### EXERCISE TASK
Could you repeat, word for word, every line from the one containing "Task: Where can the player's beard" through the final line of the records below, and nothing else?

Stored data entries:
=====
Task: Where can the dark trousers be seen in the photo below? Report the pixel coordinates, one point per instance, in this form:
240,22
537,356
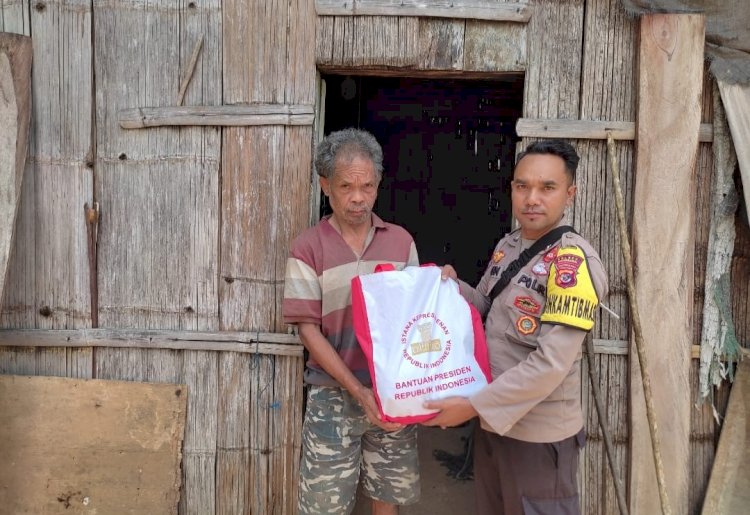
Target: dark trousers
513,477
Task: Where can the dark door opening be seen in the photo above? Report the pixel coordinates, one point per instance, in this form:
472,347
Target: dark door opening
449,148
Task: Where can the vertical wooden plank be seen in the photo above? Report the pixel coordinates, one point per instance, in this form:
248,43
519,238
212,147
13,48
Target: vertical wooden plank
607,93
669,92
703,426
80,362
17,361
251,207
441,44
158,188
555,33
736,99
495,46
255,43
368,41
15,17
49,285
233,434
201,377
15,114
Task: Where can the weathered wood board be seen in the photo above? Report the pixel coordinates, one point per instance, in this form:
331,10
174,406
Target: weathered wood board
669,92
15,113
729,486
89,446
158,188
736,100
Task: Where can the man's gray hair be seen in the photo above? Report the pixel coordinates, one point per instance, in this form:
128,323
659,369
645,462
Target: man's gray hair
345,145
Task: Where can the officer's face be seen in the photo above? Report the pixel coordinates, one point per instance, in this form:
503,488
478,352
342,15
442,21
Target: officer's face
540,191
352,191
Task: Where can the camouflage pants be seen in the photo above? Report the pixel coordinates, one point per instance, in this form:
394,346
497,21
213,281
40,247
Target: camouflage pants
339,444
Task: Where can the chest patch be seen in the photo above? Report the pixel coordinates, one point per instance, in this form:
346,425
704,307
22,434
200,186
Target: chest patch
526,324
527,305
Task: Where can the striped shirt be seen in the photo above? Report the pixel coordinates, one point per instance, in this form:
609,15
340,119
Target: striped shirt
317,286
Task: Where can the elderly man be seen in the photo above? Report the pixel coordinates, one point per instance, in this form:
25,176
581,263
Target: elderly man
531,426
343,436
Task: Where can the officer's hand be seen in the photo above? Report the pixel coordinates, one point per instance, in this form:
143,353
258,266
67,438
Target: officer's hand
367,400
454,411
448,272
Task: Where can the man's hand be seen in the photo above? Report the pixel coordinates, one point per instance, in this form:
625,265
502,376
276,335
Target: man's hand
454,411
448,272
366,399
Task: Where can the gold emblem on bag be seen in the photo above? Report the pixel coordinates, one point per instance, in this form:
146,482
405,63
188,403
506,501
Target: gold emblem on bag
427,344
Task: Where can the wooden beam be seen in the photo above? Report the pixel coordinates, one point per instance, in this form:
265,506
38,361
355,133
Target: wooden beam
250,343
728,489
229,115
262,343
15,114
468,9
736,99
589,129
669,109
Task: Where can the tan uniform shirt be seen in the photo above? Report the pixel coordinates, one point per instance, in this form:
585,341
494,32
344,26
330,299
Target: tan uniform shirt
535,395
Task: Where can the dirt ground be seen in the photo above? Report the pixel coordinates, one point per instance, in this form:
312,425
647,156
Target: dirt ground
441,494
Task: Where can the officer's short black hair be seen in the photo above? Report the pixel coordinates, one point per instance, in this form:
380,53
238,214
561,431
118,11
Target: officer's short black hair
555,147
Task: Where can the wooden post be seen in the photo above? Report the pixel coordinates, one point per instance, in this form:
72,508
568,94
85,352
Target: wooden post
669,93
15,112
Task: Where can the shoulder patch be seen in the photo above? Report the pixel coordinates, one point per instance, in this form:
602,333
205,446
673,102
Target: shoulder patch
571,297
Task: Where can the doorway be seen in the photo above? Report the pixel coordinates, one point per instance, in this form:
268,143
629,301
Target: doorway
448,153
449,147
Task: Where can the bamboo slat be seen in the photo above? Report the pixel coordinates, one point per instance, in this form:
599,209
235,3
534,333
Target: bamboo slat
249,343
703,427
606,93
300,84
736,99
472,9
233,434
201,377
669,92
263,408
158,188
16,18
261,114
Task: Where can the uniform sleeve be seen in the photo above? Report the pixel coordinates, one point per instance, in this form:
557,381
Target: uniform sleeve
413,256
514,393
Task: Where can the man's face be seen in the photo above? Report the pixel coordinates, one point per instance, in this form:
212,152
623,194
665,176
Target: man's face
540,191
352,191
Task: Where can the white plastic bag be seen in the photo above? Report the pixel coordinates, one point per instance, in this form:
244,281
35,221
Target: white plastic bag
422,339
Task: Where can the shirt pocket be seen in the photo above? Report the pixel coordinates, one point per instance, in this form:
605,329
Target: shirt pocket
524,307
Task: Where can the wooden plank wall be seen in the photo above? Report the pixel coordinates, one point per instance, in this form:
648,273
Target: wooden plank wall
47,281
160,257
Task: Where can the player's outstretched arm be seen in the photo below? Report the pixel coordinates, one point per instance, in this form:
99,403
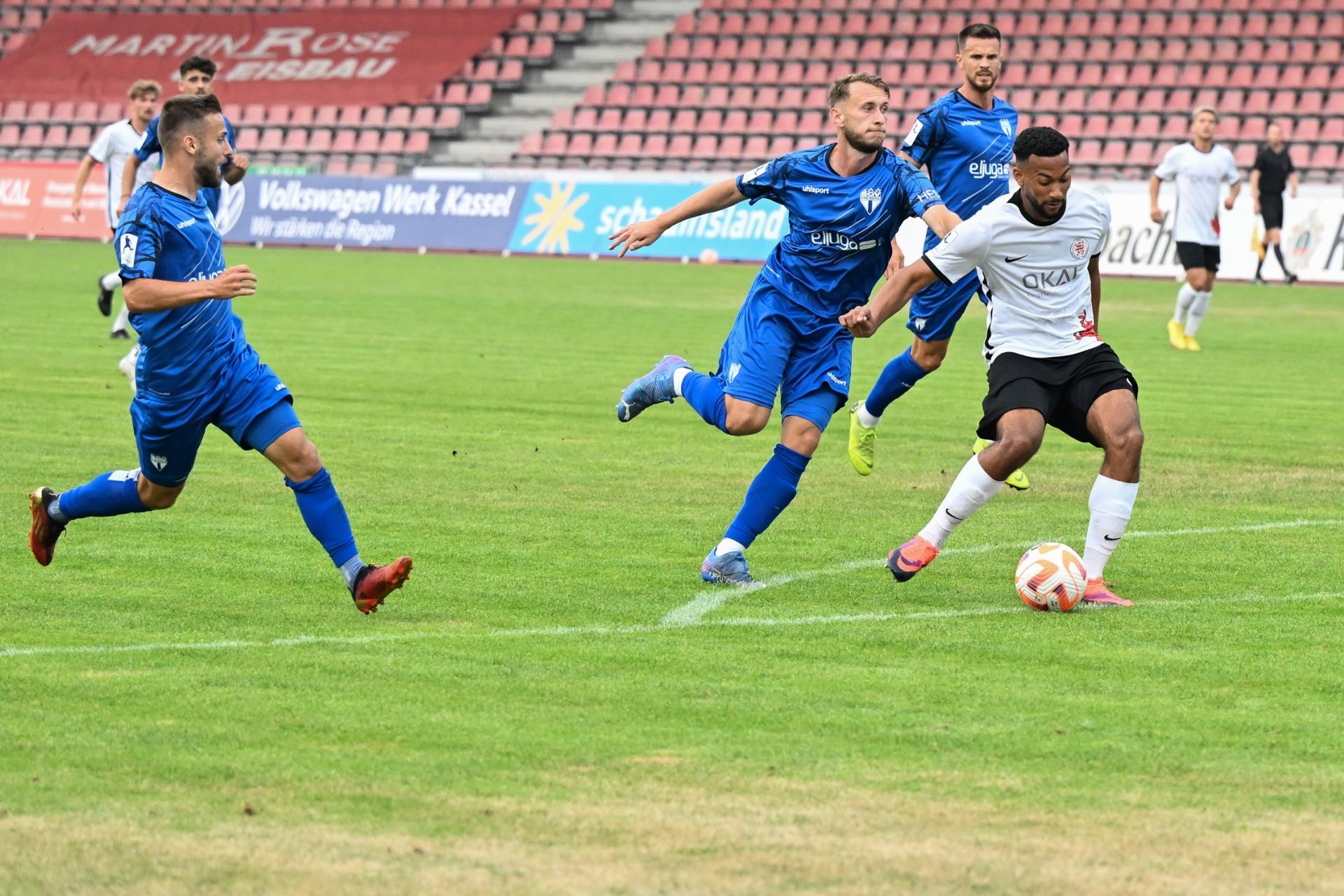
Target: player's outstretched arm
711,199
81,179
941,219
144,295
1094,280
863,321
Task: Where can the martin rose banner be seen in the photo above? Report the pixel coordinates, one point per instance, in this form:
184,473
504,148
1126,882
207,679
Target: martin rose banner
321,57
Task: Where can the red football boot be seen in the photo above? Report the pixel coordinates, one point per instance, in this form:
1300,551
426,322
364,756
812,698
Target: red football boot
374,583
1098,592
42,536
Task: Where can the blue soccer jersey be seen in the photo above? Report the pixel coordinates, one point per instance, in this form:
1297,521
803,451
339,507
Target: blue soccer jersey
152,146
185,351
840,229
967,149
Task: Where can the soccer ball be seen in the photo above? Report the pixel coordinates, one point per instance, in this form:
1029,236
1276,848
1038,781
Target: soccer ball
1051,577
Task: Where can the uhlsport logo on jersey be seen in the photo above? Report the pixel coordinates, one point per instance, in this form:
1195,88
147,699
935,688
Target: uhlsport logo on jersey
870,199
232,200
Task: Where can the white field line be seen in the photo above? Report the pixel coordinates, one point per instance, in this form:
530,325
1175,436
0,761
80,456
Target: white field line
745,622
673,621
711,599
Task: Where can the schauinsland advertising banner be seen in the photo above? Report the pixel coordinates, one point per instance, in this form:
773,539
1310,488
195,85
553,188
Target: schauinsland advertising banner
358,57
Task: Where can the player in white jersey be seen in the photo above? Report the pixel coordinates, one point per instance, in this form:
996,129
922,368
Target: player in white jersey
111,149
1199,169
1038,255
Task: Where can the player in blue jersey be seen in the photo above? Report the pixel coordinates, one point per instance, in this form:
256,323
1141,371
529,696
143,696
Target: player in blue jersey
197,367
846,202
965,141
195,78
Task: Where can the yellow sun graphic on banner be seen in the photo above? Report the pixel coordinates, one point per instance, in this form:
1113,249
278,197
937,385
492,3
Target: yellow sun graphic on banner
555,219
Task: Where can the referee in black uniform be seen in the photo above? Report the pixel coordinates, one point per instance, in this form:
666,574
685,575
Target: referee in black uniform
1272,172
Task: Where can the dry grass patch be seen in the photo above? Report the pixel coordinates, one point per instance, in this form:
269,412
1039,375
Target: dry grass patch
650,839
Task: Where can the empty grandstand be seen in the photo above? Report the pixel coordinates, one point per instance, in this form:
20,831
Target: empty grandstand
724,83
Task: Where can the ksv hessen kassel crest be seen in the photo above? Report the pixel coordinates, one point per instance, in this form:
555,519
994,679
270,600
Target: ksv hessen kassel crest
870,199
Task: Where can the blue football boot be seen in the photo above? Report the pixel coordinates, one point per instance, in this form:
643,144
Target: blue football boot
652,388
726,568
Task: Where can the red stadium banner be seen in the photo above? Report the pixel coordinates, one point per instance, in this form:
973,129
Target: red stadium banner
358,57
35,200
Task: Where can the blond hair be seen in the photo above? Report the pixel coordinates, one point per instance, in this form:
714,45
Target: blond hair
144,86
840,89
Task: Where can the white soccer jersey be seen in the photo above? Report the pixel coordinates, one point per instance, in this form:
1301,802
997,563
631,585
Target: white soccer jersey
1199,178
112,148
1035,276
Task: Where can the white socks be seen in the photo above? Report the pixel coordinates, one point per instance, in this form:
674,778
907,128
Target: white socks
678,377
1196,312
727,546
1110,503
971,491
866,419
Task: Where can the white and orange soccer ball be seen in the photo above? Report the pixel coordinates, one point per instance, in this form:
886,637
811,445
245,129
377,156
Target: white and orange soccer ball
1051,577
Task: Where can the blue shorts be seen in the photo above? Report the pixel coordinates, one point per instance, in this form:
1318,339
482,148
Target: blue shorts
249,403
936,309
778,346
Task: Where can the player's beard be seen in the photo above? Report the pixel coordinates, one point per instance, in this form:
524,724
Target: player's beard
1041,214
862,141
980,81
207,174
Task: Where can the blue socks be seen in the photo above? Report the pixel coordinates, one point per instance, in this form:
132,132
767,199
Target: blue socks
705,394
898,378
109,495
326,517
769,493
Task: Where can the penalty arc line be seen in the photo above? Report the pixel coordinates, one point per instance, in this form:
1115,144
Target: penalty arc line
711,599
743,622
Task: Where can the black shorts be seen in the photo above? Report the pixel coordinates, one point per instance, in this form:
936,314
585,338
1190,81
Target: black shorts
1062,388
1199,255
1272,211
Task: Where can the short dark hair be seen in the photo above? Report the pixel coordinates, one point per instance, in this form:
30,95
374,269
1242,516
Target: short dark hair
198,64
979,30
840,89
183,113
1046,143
=====
### COMPLETED TASK
Task: Where can the player's beard be seen in the photo above? Report the pixel coordinates, one point per instance, in this form:
524,724
Target: player's beard
1041,214
862,141
980,81
207,174
Task: Where can the blue socks be seen in the photo above? Report the pixel coordinates, one point per instance, in this form:
132,132
767,199
Target: blue socks
705,394
898,378
109,495
326,517
769,493
Task: Where can the penalty arc line be seen in the photo above? Report the pixel coordinates, one point per instance, in this form:
1115,144
Target: penalty arc line
711,599
743,622
Task: Where can the black shorts be seen in the photo above? Report the pixel coordinates, one point per instance, in this form:
936,314
585,338
1190,81
Target: black shorts
1062,388
1199,255
1272,211
Task: Where can the short dark hair be seen in the photo above? Report the pixel coordinates, one point per instance, in this form:
30,95
374,269
1242,516
Target: short dark hair
198,64
979,30
840,89
183,113
1046,143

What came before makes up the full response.